● **Vorliegender Text**
_____

Steuerstrafverfahren: Gerichtliche Schätzung der Besteuerungsgrundlagen und erforderliche Urteilsfeststellungen; Darlegung der zugrunde gelegten Rohgewinnaufschläge bei gerichtlicher Schätzung der Gewinne eines Speiselokals


Tenor

1. Auf die Revision des Angeklagten wird das Urteil des [X.] vom 26. November 2013 mit den Feststellungen aufgehoben.

2. Die Sache wird zu neuer Verhandlung und Entscheidung, auch über die Kosten des Rechtsmittels, an eine Wirtschaftsstrafkammer des [X.] zurückverwiesen.

Gründe

1

Das [X.] hat den Angeklagten wegen Steuerhinterziehung in neun Fällen und versuchter Steuerhinterziehung in drei weiteren Fällen zu einer Gesamtfreiheitsstrafe von vier Jahren verurteilt. Hiervon hat es zwei Monate als vollstreckt erklärt. Die von dem Angeklagten eingelegte Revision führt mit der Sachrüge zur Aufhebung des Urteils nach § 349 Abs. 4 StPO.

_____

● **Gespeicherte Dateneinträge**
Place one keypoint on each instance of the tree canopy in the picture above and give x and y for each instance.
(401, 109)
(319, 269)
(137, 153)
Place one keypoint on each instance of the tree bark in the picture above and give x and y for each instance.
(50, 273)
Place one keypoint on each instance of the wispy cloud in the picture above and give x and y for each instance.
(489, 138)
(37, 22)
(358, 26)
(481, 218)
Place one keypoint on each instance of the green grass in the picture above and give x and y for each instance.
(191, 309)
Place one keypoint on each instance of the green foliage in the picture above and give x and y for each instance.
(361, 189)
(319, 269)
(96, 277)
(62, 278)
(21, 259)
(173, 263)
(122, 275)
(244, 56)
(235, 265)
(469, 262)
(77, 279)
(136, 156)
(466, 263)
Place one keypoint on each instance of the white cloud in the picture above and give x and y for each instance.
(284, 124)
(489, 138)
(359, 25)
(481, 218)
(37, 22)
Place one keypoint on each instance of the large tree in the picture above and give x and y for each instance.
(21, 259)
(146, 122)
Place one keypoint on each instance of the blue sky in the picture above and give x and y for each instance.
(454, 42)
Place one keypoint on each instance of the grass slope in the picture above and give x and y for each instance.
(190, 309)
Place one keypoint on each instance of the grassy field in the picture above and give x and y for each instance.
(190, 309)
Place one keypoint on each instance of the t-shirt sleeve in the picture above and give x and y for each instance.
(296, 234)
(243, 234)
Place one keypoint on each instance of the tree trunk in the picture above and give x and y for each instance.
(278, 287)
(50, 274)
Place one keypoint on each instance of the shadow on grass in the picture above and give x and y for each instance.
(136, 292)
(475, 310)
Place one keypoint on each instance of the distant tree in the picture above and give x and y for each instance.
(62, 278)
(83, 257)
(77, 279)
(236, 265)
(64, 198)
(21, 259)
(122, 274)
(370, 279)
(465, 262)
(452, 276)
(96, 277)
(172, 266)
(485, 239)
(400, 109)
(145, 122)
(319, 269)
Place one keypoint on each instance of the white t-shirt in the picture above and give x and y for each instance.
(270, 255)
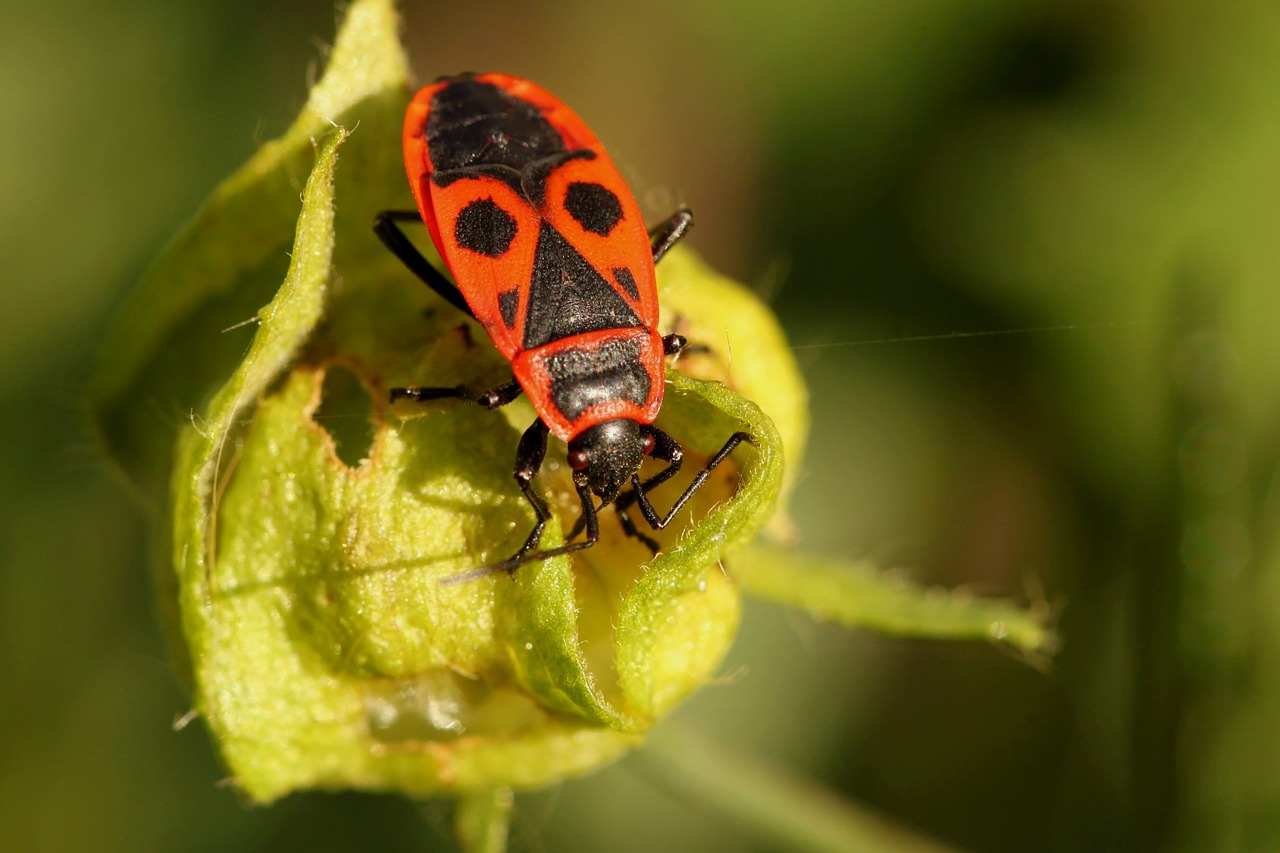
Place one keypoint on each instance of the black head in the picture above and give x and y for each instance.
(609, 452)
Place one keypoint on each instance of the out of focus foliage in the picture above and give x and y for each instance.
(1104, 172)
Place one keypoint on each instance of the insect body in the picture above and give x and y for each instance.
(552, 258)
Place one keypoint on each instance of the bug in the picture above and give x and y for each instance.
(552, 256)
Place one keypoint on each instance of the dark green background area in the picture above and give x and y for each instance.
(1101, 179)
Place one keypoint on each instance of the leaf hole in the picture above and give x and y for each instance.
(346, 411)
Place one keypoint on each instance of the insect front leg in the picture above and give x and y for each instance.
(639, 488)
(490, 398)
(589, 518)
(663, 448)
(668, 233)
(529, 460)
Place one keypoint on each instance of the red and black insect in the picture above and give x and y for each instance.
(552, 258)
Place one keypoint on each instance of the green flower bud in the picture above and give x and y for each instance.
(320, 600)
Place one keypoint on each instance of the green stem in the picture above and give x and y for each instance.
(481, 820)
(792, 811)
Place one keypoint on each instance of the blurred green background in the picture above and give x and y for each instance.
(1101, 179)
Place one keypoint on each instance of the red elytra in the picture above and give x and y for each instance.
(551, 255)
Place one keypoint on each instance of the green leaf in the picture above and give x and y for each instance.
(860, 594)
(184, 327)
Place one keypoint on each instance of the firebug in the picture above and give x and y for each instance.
(552, 256)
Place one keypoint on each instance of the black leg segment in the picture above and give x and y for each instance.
(593, 527)
(394, 240)
(490, 398)
(668, 233)
(639, 488)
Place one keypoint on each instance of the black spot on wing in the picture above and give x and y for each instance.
(568, 296)
(485, 228)
(507, 304)
(624, 277)
(594, 206)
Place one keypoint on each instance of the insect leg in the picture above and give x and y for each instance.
(666, 448)
(529, 460)
(593, 530)
(677, 343)
(638, 488)
(394, 240)
(668, 233)
(629, 527)
(490, 398)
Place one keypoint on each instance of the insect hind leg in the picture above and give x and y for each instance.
(400, 245)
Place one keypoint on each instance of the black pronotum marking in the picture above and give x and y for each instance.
(594, 206)
(568, 296)
(626, 281)
(472, 123)
(507, 304)
(485, 228)
(583, 378)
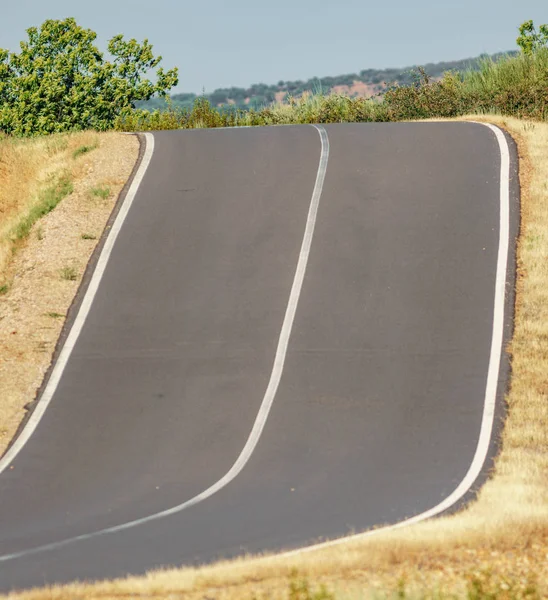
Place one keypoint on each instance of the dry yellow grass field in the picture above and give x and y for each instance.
(496, 548)
(40, 272)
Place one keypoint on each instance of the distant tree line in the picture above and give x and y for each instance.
(261, 94)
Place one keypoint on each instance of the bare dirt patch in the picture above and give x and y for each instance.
(42, 272)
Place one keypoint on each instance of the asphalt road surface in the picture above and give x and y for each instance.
(378, 409)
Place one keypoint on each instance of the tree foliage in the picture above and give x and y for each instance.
(60, 81)
(530, 40)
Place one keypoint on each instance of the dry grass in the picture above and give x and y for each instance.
(496, 548)
(41, 265)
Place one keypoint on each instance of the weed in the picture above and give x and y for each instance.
(101, 191)
(69, 273)
(486, 586)
(84, 150)
(299, 589)
(47, 201)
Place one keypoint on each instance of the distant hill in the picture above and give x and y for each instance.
(368, 82)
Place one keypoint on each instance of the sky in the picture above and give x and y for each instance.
(222, 44)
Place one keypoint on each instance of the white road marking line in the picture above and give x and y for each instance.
(83, 312)
(492, 373)
(270, 393)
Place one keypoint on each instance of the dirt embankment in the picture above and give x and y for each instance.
(42, 263)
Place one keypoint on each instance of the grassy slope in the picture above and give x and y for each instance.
(40, 269)
(497, 547)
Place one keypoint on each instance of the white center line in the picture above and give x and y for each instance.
(270, 393)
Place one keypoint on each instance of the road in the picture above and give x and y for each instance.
(377, 409)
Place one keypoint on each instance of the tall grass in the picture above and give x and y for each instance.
(515, 85)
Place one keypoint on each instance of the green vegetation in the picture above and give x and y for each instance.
(47, 201)
(529, 40)
(61, 82)
(84, 150)
(101, 191)
(69, 273)
(259, 95)
(515, 86)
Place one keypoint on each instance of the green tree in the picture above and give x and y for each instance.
(530, 40)
(59, 81)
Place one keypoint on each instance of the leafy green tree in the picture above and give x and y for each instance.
(59, 81)
(530, 40)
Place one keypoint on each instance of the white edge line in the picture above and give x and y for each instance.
(492, 374)
(270, 393)
(83, 311)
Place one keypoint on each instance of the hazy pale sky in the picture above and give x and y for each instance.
(241, 42)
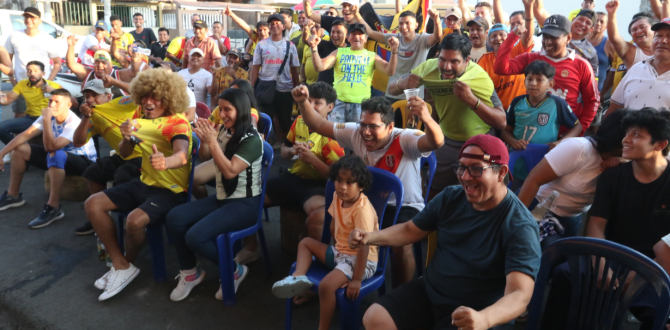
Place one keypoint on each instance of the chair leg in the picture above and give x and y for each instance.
(155, 236)
(289, 313)
(266, 255)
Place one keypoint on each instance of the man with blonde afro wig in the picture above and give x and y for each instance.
(164, 136)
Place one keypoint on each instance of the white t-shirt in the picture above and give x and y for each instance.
(270, 55)
(85, 55)
(578, 165)
(409, 170)
(66, 130)
(40, 47)
(643, 87)
(198, 82)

_____

● **Aufgaben**
A. Zu welcher Gesamtfreiheitsstrafe wurde der Angeklagte laut dem Text zum Steuerstrafverfahren verurteilt?
B. Schreibe den Text zum Steuerstrafverfahren im Anschluss an seinen letzten Satz weiter.
Die Dateneinträge werden hier nicht benötigt.

● **Antworten je Aufgabe**
A. Zu einer Gesamtfreiheitsstrafe von vier Jahren.

B.
2

I. Das [X.] hat den Angeklagten der Steuerhinterziehung in neun Fällen sowie des Versuchs der Steuerhinterziehung in drei weiteren Fällen für schuldig befunden, weil er es trotz in den Jahren 2002 bis 2005 durch den Betrieb eines [X.] getätigter Umsätze und hieraus erzielter Gewinne unterlassen hatte, Umsatzsteuerjahreserklärungen für die Jahre 2002 bis 2005, Gewerbe- und Körperschaftsteuererklärungen für die Jahre 2004 und 2005 sowie Einkommensteuererklärungen für die Jahre 2004 und 2005 abzugeben. Hinsichtlich der Jahre 2002 und 2003 verschwieg er in seinen Einkommensteuererklärungen die tatsächliche Höhe seiner Gewinne des [X.]. Insgesamt seien hierdurch Steuern in einem Gesamtbetrag von mehr als 700.000 Euro verkürzt worden; wären die drei Versuchstaten zur Vollendung gelangt, hätte dies zu weiteren Steuerschäden in Höhe von mehr als 200.000 Euro geführt.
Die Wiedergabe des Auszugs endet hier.